| PETITE TÂCHE A |
Relevez chaque ligne des rangées qui contient le mot « jacket », en respectant la casse.
=====
La fixation de l’étendue, de l’espèce et de la valeur estimative des marais avant dessèchement est déterminé par les articles 9 à 15 de la loi.

Cette estimation faite, les travaux peuvent commencer. Les articles 16, 17 et 18 se préoccupent de la situation des marais au cours des travaux et immédiatement après l’exécution des travaux de ceux-ci, et ils déterminent les conditions de la deuxième expertise.

Le titre 5 de la loi règle le payement des indemnité dues par les propriétaires en cas de dépossession. Si le dessèchement est exécuté par un concessionnaire, tout est réglé par l’acte même de concession , travaux à faire, délai pour l’achèvement, part proportionnelle de la plus-value obtenue. Cette proportion de la plus-value fait du reste l’objet d’une soumission qui doit être mise à l’enquête avec toutes les pièces du projet présenté par le demandeur en concession. Les articles 21 et 22 de la loi laissent aux propriétaires la faculté de se libérer de l’indemnité par eux due au concessionnaires, soit en lui abandonnant une partie relative des terrains desséchés suivant la dernière estimation, soit en lui payant le capital équivalent, soit en constituant à son profit une rente perpétuelle calculée à raison du 4% du capital représentant de part de plus-value.

Les articles 25, 26 et 27 du titre VI éditent des mesures propre à conserver les terrains de dessèchement après leur exécution.
Sous son titre X, la loi de 1807 réglait l’organisation et les attributions des concessions spéciales, dont les membres, nommés par le décret qui accordait la concession, étaient au moins de sept. Ces attributions étaient à la foi administratives et contentieuses. Les premières ordinairement confiées au syndicat, quand les propriétaires exécutent eux-mêmes la concession est consentie à un concessionnaire.
=====
| PETITE TÂCHE B |
Réécrivez le passage sur le dessèchement des marais depuis « Le titre 5 de » jusqu'à « part de plus-value. » inclus, en remplaçant « rente perpétuelle » par « rente viagère ».

| MATÉRIEL DE L'EXERCICE |
=====
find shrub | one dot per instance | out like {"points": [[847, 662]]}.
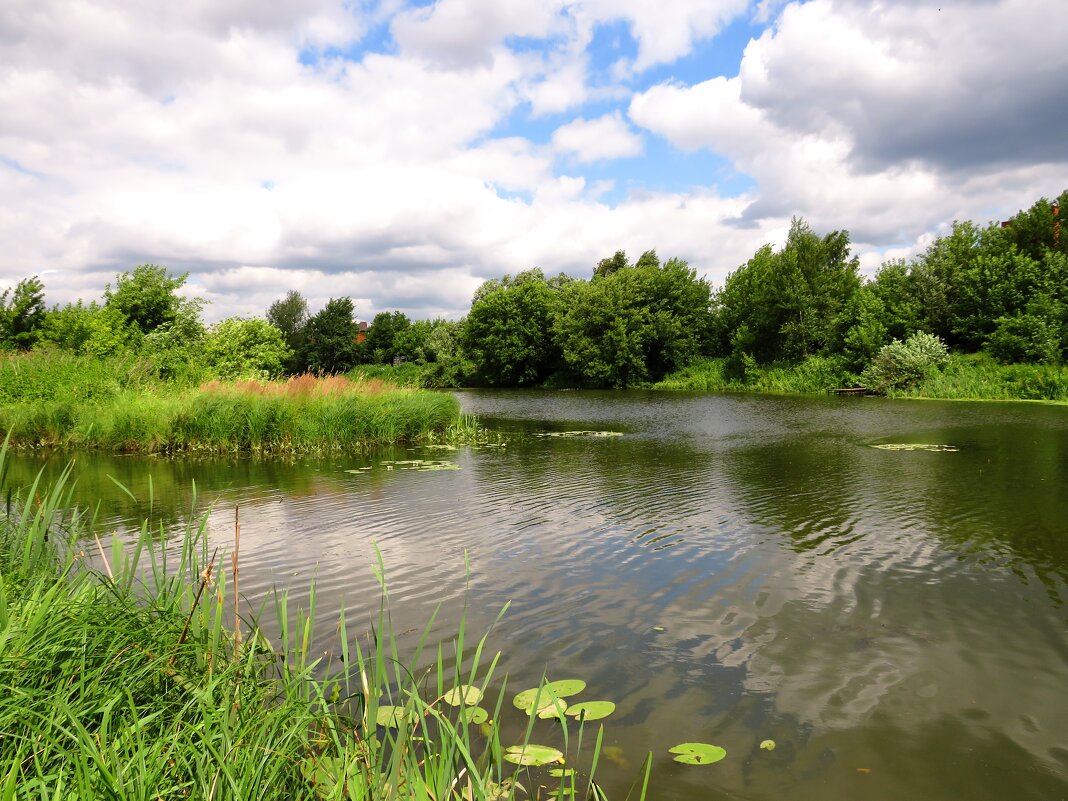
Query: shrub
{"points": [[902, 364]]}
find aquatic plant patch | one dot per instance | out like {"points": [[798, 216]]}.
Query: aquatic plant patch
{"points": [[916, 446]]}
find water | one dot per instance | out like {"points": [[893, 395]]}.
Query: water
{"points": [[732, 568]]}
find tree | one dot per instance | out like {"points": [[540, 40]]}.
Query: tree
{"points": [[330, 335], [22, 314], [791, 303], [148, 297], [634, 324], [508, 330], [380, 344], [254, 348]]}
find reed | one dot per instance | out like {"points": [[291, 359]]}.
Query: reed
{"points": [[304, 414], [122, 680]]}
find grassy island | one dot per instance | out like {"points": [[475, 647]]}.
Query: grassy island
{"points": [[64, 401]]}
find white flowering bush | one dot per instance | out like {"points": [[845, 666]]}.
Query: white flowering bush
{"points": [[902, 364]]}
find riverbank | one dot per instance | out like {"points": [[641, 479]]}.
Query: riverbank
{"points": [[966, 377], [126, 680], [80, 404]]}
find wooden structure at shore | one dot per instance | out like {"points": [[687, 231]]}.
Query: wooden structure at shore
{"points": [[850, 391]]}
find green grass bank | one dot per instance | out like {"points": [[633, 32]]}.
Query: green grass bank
{"points": [[134, 679], [966, 377], [63, 401]]}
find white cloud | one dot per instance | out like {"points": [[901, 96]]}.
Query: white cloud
{"points": [[194, 137], [594, 140]]}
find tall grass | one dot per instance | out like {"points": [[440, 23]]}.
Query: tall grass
{"points": [[812, 376], [304, 414], [124, 681], [978, 376]]}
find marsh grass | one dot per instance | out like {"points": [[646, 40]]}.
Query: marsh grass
{"points": [[303, 414], [123, 680], [815, 375], [977, 376]]}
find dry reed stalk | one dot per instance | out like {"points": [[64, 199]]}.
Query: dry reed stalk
{"points": [[233, 561]]}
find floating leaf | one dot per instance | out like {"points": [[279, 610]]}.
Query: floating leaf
{"points": [[390, 716], [916, 446], [697, 753], [551, 708], [477, 716], [534, 755], [560, 689], [579, 434], [464, 694], [592, 709], [566, 687]]}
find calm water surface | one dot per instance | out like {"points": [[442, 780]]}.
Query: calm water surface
{"points": [[732, 568]]}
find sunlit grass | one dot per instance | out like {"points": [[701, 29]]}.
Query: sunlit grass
{"points": [[302, 414]]}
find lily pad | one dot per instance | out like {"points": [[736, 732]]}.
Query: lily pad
{"points": [[551, 709], [916, 446], [390, 716], [464, 694], [533, 755], [579, 434], [560, 689], [592, 709], [477, 716], [697, 753]]}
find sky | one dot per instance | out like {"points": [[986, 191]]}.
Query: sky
{"points": [[402, 152]]}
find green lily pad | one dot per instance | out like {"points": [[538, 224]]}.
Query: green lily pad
{"points": [[579, 434], [477, 716], [551, 708], [592, 709], [697, 753], [464, 694], [561, 689], [390, 716], [533, 755], [916, 446]]}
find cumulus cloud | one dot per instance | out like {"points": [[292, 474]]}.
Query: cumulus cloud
{"points": [[886, 121]]}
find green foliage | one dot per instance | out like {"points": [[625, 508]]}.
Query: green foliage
{"points": [[386, 339], [330, 338], [904, 364], [22, 314], [633, 325], [68, 327], [508, 330], [299, 417], [46, 376], [289, 316], [246, 348], [147, 297], [176, 347], [791, 303]]}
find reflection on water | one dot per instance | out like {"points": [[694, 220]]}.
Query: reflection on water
{"points": [[731, 569]]}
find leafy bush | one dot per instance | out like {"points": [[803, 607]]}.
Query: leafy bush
{"points": [[902, 364], [1024, 339]]}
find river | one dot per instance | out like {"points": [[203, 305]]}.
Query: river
{"points": [[727, 569]]}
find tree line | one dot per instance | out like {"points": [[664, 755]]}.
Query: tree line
{"points": [[1001, 289]]}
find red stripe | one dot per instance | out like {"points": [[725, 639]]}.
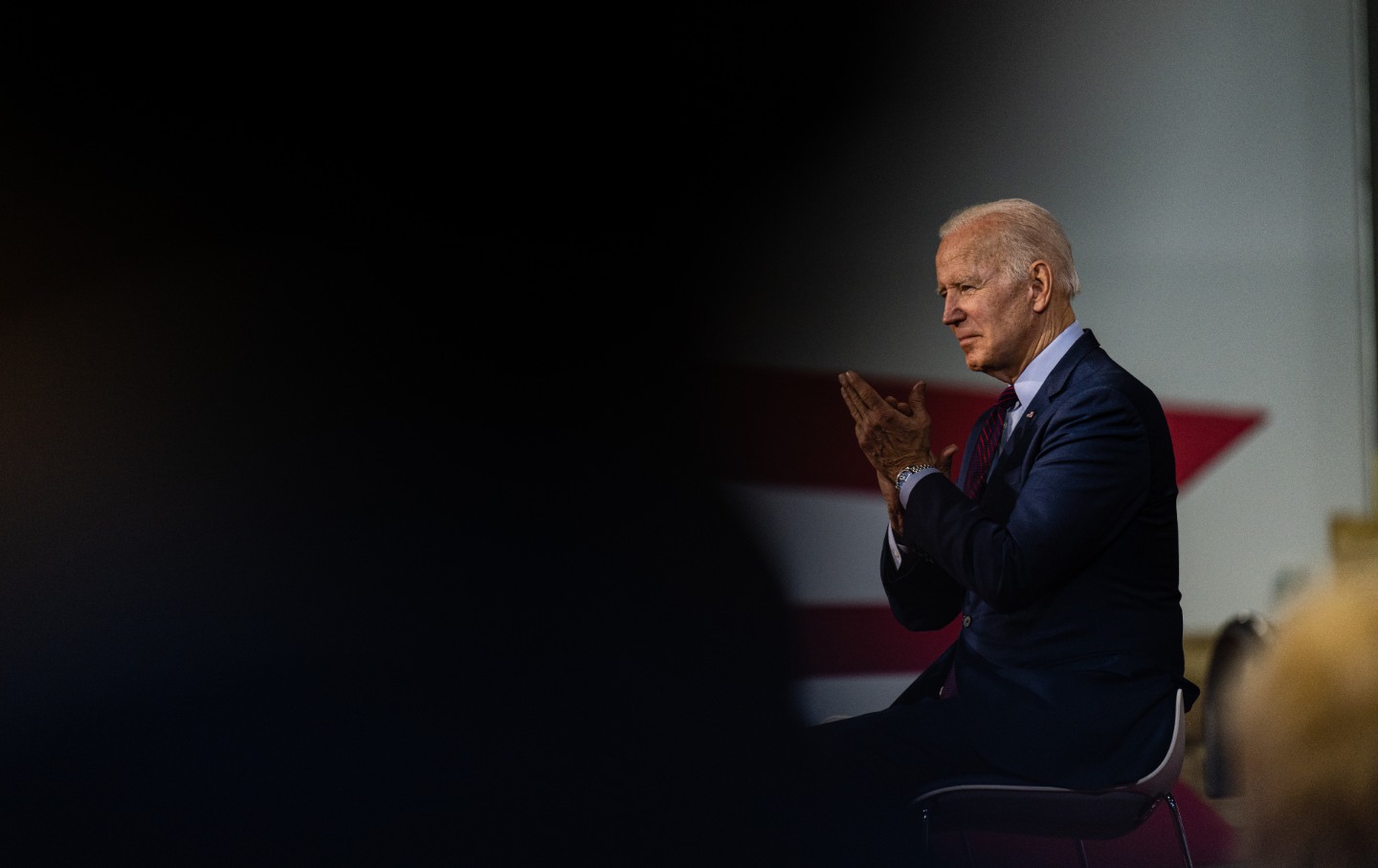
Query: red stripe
{"points": [[789, 428]]}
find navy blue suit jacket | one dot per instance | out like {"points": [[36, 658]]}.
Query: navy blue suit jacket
{"points": [[1068, 572]]}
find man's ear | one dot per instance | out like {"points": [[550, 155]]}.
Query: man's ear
{"points": [[1040, 285]]}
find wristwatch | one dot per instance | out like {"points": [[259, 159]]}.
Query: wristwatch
{"points": [[908, 472]]}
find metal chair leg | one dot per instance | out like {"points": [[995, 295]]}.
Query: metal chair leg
{"points": [[1181, 830]]}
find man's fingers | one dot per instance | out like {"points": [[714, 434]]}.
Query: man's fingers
{"points": [[945, 462], [917, 394]]}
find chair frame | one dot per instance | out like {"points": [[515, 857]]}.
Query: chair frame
{"points": [[1056, 812]]}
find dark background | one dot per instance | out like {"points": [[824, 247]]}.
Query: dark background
{"points": [[351, 388]]}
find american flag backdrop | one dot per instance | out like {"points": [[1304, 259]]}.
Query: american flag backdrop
{"points": [[787, 452]]}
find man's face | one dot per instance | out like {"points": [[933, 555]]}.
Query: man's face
{"points": [[989, 314]]}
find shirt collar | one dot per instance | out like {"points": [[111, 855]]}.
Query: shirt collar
{"points": [[1033, 378]]}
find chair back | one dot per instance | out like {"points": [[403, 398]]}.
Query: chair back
{"points": [[1027, 809]]}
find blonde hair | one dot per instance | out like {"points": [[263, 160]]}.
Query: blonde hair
{"points": [[1026, 234], [1305, 732]]}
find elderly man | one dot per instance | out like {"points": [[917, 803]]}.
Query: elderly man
{"points": [[1057, 547]]}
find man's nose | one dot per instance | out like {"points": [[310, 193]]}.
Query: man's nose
{"points": [[952, 312]]}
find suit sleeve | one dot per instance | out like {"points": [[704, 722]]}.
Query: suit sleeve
{"points": [[1082, 479], [922, 594]]}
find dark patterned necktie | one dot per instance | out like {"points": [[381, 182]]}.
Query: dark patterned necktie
{"points": [[989, 442]]}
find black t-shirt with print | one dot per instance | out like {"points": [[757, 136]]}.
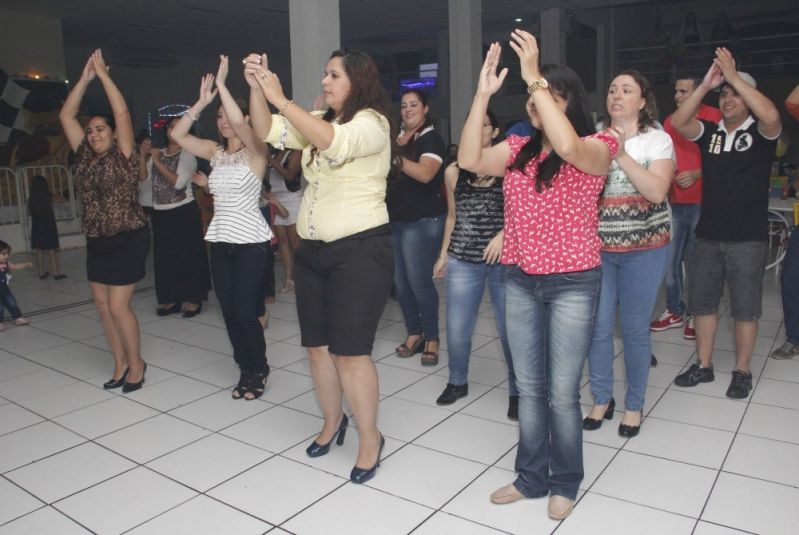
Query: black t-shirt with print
{"points": [[411, 200], [735, 182]]}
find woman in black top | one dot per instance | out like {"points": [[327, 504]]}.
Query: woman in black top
{"points": [[417, 210]]}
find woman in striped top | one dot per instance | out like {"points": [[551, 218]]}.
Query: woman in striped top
{"points": [[238, 232], [470, 256]]}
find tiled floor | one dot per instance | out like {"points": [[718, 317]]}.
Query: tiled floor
{"points": [[179, 456]]}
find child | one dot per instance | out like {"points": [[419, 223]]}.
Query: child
{"points": [[7, 300], [44, 233], [270, 206]]}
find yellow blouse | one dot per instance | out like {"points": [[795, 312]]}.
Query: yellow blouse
{"points": [[346, 191]]}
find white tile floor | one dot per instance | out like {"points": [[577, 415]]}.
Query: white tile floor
{"points": [[180, 456]]}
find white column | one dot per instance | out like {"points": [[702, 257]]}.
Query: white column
{"points": [[553, 38], [465, 59], [315, 33]]}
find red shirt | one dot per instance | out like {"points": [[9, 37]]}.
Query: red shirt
{"points": [[688, 158], [554, 231]]}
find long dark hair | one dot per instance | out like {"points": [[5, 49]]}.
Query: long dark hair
{"points": [[365, 92], [565, 82], [40, 201], [646, 115]]}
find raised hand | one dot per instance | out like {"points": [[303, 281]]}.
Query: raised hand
{"points": [[221, 73], [207, 93], [489, 82], [526, 47]]}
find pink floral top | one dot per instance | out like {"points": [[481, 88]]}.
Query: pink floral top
{"points": [[554, 231]]}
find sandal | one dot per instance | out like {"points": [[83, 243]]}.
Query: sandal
{"points": [[429, 358], [404, 351], [255, 388], [240, 389]]}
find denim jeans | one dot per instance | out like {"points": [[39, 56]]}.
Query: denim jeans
{"points": [[631, 281], [416, 247], [465, 284], [237, 271], [790, 288], [8, 301], [550, 319], [684, 218]]}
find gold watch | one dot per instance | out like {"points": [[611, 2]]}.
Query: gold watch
{"points": [[538, 83]]}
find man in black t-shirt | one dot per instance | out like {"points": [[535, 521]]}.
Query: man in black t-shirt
{"points": [[732, 232]]}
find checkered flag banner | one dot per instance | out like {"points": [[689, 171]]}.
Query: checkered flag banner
{"points": [[12, 101]]}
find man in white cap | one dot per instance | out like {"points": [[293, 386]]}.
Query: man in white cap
{"points": [[732, 233]]}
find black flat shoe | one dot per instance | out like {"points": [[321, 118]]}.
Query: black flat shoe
{"points": [[132, 387], [629, 431], [589, 424], [192, 313], [116, 383], [174, 309], [317, 450], [362, 475]]}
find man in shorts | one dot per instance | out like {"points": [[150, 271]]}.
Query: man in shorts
{"points": [[732, 233]]}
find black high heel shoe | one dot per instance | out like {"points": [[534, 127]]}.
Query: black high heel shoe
{"points": [[362, 475], [132, 387], [589, 424], [116, 383], [317, 450]]}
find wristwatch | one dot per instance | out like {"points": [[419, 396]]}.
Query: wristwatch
{"points": [[538, 83]]}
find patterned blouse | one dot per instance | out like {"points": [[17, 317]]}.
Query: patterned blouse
{"points": [[554, 231], [109, 190], [236, 190]]}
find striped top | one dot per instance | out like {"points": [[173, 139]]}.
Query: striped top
{"points": [[627, 221], [236, 190], [478, 218]]}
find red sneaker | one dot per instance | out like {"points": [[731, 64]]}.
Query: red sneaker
{"points": [[690, 332], [666, 320]]}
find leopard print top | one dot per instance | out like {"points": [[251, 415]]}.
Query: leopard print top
{"points": [[109, 190]]}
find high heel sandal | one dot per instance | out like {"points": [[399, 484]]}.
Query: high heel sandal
{"points": [[132, 387], [256, 386], [362, 475], [116, 383], [317, 450], [429, 358], [240, 389], [589, 424], [405, 352]]}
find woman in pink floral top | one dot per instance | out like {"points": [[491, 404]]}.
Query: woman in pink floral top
{"points": [[552, 185]]}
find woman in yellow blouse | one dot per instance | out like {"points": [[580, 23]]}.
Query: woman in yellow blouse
{"points": [[344, 264]]}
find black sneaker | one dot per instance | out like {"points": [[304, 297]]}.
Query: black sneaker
{"points": [[452, 393], [513, 408], [740, 385], [695, 375]]}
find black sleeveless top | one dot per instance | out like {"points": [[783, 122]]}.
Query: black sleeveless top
{"points": [[479, 216]]}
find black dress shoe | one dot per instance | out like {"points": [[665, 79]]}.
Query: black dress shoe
{"points": [[589, 424], [132, 387], [317, 450], [362, 475], [192, 313], [116, 383], [452, 393], [629, 431], [174, 309]]}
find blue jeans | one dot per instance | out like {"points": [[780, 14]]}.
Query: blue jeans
{"points": [[8, 301], [550, 319], [684, 218], [631, 281], [790, 288], [465, 284], [416, 248], [237, 271]]}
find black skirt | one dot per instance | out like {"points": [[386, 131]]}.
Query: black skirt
{"points": [[118, 260], [44, 233]]}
=====
| SOLUTION A |
find navy blue suit jacket | one dot per instance | out like {"points": [[36, 658]]}.
Query: navy blue suit jacket

| SOLUTION B |
Le titre 5 de la loi règle le payement des indemnité dues par les propriétaires en cas de dépossession. Si le dessèchement est exécuté par un concessionnaire, tout est réglé par l’acte même de concession , travaux à faire, délai pour l’achèvement, part proportionnelle de la plus-value obtenue. Cette proportion de la plus-value fait du reste l’objet d’une soumission qui doit être mise à l’enquête avec toutes les pièces du projet présenté par le demandeur en concession. Les articles 21 et 22 de la loi laissent aux propriétaires la faculté de se libérer de l’indemnité par eux due au concessionnaires, soit en lui abandonnant une partie relative des terrains desséchés suivant la dernière estimation, soit en lui payant le capital équivalent, soit en constituant à son profit une rente viagère calculée à raison du 4% du capital représentant de part de plus-value.